Challenge:
Please output exactly the run of lines that starts at the line with "white shirt in" and ends at the last line of the records below.

Supplied information:
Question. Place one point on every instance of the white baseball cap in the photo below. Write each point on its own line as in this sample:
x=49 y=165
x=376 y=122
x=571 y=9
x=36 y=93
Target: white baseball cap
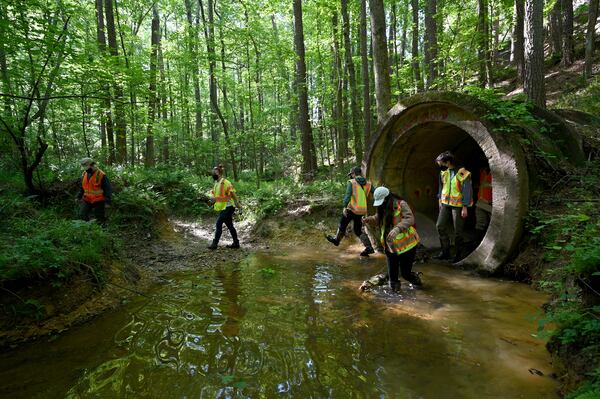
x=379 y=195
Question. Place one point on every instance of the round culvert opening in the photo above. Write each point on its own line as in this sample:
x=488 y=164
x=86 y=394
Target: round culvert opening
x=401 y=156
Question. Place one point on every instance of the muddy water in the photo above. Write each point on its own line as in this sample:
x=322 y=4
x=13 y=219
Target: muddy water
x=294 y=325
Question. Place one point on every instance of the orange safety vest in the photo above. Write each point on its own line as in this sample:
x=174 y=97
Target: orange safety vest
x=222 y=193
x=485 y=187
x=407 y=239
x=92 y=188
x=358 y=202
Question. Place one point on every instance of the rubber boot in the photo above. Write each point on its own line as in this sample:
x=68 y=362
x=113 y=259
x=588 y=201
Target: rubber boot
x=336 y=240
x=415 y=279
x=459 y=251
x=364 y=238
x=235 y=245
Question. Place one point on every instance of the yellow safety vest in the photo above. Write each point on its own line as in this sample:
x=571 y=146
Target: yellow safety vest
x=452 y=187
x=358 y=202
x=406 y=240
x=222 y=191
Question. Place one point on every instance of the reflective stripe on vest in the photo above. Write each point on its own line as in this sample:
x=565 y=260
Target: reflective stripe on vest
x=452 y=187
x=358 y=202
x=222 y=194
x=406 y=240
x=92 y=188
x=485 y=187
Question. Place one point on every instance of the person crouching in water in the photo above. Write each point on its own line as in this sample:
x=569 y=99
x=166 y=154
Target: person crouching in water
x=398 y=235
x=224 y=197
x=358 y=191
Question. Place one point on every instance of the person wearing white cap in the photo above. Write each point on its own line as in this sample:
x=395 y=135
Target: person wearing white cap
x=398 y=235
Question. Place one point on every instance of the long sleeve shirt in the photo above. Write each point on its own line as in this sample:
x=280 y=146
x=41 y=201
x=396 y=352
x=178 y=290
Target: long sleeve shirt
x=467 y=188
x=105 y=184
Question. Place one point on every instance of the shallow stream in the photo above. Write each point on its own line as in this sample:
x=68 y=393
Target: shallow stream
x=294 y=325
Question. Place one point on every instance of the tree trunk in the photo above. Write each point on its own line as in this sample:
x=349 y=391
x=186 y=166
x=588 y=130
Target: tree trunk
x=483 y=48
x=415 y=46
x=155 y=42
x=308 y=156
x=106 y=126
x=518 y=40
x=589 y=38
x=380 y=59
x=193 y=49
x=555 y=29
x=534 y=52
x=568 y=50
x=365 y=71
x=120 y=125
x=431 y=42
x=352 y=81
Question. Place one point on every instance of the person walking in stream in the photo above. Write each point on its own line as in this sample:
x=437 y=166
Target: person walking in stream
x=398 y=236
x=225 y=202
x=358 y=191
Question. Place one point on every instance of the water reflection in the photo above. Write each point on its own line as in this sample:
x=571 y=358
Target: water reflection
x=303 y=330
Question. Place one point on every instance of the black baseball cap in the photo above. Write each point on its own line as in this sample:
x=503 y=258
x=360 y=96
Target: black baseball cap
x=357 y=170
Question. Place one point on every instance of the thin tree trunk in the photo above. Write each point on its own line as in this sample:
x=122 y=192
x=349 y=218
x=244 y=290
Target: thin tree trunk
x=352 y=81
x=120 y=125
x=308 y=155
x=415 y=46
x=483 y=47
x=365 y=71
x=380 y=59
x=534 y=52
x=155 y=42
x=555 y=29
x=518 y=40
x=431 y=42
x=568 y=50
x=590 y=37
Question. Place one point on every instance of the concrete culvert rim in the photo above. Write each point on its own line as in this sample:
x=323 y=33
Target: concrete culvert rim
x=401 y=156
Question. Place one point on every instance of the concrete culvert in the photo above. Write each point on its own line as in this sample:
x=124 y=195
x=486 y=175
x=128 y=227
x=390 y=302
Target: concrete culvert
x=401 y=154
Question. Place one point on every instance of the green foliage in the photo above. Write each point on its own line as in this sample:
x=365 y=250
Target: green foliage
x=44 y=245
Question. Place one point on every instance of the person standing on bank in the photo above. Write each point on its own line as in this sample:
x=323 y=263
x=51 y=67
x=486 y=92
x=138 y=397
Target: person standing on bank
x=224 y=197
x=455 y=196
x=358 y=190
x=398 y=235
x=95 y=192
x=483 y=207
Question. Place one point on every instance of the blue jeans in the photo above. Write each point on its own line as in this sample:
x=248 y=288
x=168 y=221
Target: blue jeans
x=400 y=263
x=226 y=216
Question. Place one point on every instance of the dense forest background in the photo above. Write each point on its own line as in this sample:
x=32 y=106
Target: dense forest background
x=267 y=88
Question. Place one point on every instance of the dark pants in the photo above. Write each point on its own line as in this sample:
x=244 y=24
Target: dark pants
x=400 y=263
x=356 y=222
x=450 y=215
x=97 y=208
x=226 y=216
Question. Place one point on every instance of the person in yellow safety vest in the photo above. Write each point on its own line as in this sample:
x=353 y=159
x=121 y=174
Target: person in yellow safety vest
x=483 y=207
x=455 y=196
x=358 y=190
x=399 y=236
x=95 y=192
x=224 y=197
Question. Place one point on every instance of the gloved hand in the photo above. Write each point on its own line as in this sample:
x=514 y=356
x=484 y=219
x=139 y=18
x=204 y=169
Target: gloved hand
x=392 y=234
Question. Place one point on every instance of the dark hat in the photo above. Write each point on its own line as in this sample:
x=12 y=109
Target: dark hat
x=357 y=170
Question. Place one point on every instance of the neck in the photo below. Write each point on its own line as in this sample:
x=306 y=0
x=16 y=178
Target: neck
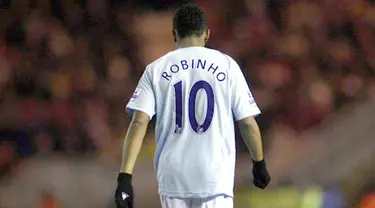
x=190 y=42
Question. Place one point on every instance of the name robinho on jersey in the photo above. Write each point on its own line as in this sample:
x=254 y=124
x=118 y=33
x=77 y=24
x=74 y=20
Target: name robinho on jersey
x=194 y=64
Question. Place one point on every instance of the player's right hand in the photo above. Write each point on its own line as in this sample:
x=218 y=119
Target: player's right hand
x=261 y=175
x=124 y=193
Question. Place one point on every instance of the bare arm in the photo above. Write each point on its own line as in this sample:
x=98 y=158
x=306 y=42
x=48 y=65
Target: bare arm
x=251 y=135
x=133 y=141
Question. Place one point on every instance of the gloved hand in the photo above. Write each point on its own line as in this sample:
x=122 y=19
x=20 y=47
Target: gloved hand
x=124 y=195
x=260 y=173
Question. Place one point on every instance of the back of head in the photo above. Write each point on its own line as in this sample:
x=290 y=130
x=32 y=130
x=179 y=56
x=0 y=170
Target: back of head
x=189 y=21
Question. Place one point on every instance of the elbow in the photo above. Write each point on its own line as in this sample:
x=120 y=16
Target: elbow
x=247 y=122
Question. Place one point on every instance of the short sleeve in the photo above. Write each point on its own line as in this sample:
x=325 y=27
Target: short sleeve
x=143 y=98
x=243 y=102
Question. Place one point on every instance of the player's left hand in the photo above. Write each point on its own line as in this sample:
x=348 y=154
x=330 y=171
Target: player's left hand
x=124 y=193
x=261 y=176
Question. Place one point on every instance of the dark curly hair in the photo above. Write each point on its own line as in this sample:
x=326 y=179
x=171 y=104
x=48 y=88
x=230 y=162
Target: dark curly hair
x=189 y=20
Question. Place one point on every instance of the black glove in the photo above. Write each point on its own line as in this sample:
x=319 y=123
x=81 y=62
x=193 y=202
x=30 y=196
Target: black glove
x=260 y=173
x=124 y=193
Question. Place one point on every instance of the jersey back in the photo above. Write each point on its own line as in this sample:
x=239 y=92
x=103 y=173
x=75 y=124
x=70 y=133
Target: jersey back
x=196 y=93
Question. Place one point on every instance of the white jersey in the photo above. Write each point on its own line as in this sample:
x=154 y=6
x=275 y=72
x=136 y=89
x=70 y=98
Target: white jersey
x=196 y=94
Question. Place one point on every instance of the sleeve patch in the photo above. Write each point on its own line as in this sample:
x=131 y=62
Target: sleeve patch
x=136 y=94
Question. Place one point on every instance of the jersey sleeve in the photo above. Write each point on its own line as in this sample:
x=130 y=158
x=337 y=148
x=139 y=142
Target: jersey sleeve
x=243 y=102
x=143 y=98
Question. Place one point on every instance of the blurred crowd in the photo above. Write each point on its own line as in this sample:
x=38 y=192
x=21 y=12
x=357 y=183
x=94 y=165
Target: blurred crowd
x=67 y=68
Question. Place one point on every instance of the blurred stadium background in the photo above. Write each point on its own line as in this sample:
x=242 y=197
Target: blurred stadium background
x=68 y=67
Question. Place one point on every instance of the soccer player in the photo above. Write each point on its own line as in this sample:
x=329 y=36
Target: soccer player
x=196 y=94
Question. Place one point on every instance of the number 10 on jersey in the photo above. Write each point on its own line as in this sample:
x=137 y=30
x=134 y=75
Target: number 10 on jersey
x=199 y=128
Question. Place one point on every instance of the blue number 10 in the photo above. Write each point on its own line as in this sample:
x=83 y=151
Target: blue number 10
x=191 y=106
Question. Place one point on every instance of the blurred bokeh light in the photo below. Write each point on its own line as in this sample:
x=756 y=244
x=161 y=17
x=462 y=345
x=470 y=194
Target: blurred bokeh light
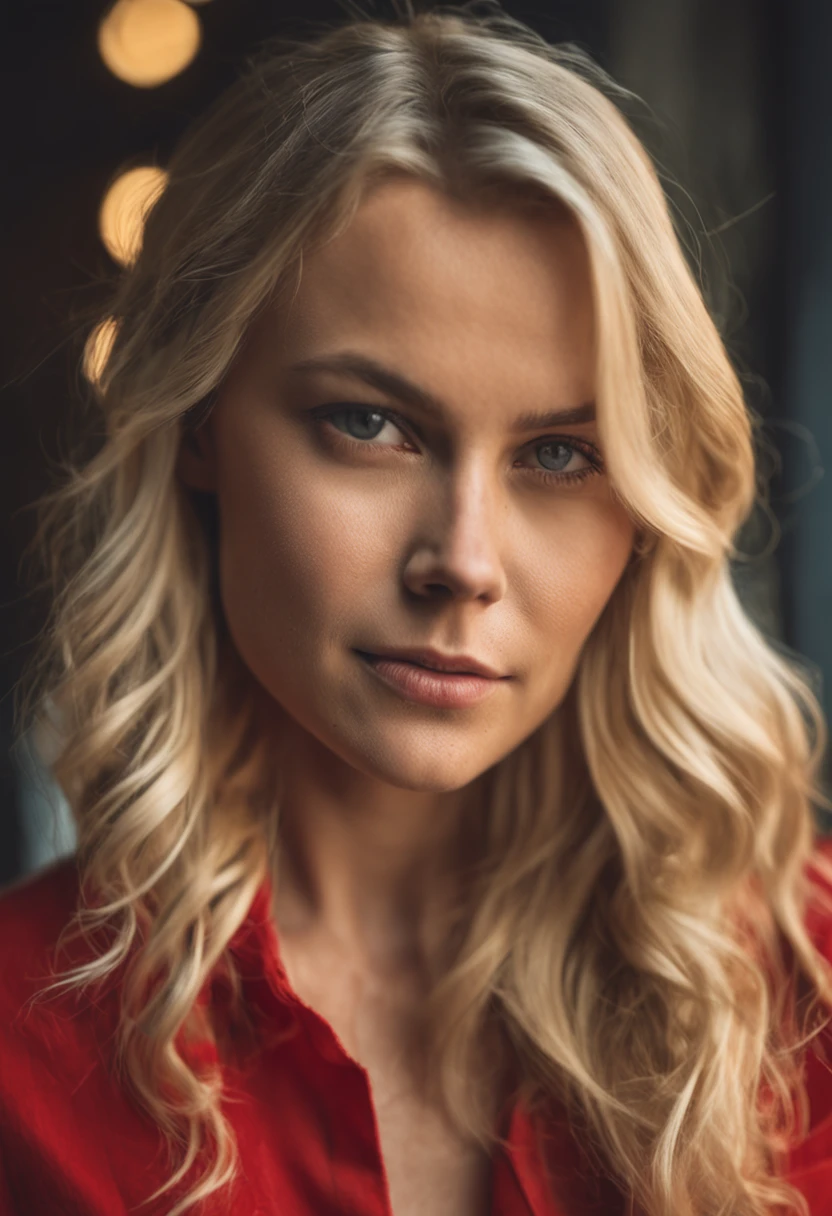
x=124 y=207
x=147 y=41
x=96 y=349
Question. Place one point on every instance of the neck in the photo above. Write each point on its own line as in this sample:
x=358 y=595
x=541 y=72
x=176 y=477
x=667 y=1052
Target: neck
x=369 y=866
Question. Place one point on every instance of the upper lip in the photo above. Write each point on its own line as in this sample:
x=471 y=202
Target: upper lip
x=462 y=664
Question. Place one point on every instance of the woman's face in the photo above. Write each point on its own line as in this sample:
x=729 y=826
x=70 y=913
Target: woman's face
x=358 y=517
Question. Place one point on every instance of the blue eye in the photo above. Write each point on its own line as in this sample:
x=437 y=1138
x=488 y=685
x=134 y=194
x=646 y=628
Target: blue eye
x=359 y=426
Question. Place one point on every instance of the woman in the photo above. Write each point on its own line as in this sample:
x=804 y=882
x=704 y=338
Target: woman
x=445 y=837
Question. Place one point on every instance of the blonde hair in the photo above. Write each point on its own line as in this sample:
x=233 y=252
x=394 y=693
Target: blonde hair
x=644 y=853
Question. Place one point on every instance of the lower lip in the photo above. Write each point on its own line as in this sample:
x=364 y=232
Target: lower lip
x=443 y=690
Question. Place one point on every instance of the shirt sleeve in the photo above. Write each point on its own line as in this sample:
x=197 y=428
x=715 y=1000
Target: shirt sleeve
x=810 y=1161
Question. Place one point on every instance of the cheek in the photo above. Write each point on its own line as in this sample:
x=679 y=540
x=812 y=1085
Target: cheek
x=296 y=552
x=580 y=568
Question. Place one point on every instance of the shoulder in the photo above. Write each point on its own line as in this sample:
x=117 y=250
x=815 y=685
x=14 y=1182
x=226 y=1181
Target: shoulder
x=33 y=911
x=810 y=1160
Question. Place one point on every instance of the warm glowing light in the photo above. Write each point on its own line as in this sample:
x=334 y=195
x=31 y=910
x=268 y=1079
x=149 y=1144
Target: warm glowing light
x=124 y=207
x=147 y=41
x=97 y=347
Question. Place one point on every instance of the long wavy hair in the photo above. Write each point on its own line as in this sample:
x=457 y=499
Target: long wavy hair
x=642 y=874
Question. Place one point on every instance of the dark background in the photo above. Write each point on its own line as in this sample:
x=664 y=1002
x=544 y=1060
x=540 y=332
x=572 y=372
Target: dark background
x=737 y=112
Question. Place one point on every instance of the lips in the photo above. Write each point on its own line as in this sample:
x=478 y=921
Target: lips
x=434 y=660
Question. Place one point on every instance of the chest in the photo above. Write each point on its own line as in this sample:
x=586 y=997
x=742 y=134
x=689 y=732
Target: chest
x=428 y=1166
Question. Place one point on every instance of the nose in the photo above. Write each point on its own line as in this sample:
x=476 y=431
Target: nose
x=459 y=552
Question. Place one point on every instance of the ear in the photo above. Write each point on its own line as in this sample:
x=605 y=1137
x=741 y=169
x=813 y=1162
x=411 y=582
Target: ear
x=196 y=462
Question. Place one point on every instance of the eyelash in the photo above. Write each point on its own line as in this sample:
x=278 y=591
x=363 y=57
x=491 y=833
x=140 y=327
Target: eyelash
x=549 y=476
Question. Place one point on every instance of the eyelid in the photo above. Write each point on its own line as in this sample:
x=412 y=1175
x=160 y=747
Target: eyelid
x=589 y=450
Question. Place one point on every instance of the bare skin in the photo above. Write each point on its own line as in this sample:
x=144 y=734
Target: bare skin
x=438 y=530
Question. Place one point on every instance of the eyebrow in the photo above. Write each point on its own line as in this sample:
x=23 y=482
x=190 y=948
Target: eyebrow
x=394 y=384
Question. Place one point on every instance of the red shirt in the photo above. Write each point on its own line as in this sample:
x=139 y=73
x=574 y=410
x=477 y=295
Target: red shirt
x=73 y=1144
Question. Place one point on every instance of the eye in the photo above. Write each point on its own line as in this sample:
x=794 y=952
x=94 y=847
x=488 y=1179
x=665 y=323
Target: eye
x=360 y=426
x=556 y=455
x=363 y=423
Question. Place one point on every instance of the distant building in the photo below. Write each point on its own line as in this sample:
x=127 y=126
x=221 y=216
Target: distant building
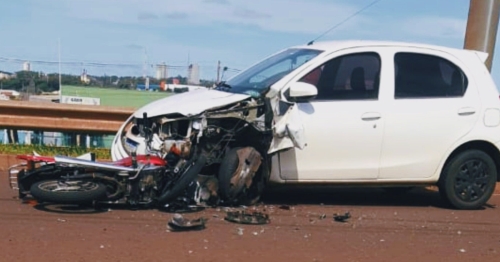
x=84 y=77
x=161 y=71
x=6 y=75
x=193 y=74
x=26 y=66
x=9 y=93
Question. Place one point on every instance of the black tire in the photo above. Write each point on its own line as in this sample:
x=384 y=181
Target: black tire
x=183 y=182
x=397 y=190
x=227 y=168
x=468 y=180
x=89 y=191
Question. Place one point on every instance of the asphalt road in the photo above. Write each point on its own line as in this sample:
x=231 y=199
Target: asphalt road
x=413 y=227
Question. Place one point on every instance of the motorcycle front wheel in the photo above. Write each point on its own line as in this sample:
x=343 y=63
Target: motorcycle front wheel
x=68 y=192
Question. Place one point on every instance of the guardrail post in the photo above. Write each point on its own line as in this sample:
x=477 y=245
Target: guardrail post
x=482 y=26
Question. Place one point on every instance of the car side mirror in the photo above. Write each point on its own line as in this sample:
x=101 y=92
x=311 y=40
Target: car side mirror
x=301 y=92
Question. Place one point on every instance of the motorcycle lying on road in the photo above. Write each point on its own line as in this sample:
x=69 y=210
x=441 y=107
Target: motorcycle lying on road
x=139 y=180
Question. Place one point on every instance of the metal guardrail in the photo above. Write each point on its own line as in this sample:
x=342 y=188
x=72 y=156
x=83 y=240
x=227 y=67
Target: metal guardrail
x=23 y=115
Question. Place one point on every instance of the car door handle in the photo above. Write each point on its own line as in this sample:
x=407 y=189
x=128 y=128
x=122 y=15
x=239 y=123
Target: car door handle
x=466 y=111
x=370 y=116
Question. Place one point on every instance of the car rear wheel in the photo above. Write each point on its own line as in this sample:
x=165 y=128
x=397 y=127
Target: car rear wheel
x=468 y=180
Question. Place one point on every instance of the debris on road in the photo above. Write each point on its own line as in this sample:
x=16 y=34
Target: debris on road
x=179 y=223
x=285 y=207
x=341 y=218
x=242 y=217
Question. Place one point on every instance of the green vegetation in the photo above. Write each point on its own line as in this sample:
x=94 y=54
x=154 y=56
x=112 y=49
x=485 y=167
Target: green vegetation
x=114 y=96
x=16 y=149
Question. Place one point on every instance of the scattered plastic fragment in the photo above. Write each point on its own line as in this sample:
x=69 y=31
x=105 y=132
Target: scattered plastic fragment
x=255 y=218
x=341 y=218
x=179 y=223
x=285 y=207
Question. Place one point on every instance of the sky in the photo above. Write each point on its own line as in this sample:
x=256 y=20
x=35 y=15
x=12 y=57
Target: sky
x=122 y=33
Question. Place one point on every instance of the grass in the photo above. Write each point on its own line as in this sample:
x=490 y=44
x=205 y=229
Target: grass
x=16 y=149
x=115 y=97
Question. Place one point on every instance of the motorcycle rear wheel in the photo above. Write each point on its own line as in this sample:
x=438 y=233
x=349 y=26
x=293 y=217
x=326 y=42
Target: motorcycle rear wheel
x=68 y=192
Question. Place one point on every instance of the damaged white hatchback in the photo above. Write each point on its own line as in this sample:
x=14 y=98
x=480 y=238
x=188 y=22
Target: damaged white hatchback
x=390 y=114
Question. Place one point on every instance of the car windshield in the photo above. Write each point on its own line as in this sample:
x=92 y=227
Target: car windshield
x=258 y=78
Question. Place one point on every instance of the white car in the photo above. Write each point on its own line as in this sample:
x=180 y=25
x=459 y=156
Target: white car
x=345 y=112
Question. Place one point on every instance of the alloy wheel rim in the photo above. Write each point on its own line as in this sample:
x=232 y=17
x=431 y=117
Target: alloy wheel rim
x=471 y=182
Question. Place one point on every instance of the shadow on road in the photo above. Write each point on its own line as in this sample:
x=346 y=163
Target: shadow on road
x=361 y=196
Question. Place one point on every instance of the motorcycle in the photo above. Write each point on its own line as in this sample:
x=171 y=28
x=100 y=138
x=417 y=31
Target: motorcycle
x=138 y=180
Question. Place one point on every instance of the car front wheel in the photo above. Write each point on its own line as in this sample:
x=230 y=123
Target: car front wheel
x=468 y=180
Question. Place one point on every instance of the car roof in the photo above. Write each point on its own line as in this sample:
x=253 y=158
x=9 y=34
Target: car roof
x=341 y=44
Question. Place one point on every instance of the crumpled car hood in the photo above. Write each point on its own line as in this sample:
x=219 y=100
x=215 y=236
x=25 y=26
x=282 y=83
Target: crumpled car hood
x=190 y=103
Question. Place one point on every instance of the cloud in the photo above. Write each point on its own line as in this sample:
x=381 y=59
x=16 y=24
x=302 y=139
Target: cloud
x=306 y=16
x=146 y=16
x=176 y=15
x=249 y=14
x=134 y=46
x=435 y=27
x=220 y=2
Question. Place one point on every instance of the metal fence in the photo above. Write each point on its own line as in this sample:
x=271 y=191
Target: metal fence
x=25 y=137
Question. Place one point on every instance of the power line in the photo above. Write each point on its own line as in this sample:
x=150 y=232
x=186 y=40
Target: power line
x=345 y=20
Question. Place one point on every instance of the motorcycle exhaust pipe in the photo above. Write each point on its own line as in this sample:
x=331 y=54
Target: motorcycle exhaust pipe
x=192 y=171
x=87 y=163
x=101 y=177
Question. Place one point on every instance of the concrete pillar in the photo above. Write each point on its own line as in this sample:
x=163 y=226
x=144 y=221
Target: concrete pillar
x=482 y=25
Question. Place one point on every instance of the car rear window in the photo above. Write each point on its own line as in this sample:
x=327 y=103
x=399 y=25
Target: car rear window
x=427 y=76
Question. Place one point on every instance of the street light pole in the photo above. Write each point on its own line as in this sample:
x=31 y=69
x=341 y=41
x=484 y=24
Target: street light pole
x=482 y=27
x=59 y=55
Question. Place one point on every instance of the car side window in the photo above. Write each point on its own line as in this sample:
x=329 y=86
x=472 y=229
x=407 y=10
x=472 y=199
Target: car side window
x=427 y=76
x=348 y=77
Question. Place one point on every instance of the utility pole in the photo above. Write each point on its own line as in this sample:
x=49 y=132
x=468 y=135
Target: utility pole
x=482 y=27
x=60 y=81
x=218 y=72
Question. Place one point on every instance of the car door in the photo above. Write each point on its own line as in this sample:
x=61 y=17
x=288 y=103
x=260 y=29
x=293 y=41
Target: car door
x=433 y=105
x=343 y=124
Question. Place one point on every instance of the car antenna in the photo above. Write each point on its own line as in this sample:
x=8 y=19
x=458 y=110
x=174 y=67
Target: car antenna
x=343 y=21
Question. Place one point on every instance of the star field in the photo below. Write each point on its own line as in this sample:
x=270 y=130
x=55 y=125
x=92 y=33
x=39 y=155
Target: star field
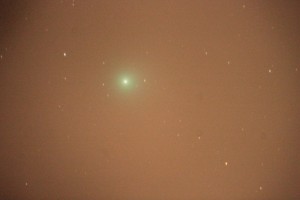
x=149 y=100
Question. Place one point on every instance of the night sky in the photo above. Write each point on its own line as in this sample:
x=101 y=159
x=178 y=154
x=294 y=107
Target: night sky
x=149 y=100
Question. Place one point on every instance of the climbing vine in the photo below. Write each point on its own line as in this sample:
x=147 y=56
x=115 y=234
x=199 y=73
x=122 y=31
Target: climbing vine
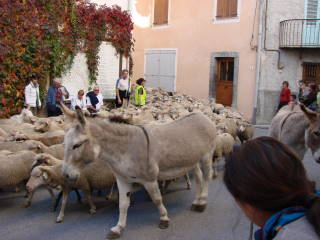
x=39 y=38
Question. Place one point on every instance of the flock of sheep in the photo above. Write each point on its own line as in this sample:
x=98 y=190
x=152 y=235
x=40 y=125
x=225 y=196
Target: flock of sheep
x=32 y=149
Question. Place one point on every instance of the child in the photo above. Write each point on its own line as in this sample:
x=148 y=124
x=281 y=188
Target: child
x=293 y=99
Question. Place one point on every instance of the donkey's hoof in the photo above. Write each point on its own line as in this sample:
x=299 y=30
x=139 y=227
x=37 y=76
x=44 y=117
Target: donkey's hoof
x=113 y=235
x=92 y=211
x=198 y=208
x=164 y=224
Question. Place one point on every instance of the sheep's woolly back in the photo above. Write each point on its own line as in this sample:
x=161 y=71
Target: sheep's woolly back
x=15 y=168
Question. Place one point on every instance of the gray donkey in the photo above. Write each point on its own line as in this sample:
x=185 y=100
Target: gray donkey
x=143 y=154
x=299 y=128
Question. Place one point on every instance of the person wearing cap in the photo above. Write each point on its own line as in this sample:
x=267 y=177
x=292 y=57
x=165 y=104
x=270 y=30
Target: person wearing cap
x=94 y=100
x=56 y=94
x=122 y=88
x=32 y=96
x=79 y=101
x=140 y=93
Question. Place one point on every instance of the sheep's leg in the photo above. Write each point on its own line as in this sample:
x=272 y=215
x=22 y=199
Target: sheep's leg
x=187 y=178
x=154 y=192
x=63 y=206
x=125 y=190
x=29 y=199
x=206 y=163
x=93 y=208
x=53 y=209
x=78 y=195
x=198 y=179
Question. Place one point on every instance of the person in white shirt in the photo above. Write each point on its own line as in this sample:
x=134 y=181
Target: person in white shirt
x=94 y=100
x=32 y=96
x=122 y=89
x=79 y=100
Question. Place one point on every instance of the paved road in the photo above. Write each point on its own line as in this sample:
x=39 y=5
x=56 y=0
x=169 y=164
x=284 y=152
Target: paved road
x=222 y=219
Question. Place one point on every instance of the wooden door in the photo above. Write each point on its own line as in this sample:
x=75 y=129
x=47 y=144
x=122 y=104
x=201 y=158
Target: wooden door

Expected answer:
Question. Place one point on every instance of the person in white shirt in the photo above. Write each point on its own line as in this sample:
x=134 y=181
Target: person in white shirt
x=94 y=100
x=32 y=96
x=122 y=89
x=79 y=100
Question. Place one point on every instance of the paved road in the photo above. Write each point on its own line as in this sample:
x=39 y=5
x=56 y=0
x=169 y=164
x=284 y=152
Target: paved road
x=222 y=219
Question. Place one point on every instance of the wooden door in the photo above. Write each point on its own line as in this sample:
x=75 y=129
x=47 y=144
x=122 y=104
x=201 y=158
Target: wooden door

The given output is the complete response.